WHAT YOU ARE ASKED TO DO: Extract every line of the entries below that contains the word "black", treating uppercase and lowercase as distinct.

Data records
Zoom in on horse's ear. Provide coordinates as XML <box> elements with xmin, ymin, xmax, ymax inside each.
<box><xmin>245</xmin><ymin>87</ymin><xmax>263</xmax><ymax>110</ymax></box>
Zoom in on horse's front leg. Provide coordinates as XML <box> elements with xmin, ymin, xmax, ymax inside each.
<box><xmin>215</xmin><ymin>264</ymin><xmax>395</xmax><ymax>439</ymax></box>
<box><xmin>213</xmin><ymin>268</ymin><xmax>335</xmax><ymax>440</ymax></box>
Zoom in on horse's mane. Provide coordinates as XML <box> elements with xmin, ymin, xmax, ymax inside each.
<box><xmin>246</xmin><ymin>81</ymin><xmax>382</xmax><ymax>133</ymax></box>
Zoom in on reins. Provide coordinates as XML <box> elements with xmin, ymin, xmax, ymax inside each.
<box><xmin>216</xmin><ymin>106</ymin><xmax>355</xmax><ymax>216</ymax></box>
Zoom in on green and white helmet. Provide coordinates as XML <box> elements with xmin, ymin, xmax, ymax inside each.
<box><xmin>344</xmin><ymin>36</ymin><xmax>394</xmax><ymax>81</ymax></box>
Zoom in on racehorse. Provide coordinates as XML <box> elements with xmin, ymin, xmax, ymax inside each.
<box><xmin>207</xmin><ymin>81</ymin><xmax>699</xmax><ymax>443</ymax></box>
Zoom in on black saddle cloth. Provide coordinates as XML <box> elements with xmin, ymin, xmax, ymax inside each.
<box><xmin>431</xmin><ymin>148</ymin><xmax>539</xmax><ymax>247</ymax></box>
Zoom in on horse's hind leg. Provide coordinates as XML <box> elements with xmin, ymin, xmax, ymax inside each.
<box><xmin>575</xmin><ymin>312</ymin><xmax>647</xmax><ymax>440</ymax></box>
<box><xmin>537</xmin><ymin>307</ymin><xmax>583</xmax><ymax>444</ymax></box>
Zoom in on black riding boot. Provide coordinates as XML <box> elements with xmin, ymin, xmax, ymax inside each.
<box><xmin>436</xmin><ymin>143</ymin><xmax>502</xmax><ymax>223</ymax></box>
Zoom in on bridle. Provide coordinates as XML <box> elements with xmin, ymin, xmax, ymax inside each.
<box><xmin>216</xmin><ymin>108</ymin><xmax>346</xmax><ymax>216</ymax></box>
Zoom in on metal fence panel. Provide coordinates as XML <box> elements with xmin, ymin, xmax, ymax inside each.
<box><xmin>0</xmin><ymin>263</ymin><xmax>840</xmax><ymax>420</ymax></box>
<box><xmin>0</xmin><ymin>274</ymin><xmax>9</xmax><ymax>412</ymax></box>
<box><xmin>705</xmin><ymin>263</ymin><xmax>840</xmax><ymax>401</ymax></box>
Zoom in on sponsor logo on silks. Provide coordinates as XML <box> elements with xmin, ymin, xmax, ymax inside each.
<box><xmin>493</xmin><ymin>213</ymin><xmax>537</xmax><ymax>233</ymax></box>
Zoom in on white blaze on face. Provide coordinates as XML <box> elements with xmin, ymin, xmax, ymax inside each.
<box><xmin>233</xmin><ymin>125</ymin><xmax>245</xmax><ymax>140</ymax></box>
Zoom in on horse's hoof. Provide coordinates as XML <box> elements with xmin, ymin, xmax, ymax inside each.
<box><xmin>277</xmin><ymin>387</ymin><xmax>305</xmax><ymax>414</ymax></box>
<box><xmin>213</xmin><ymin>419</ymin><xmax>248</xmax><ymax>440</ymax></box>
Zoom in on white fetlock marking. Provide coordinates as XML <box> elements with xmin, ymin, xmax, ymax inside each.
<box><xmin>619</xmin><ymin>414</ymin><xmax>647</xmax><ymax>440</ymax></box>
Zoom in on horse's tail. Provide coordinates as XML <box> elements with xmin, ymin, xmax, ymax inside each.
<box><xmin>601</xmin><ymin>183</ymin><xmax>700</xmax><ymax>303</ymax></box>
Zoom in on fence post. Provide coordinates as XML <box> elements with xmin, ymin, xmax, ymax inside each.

WRITTEN REPLY:
Zoom in on black saddle cloth. Provide coordinates as XML <box> elements with xmin, ymin, xmax, ymax inside each.
Zoom in on black riding boot. Provide coordinates as XML <box> elements with xmin, ymin, xmax, ymax inside each.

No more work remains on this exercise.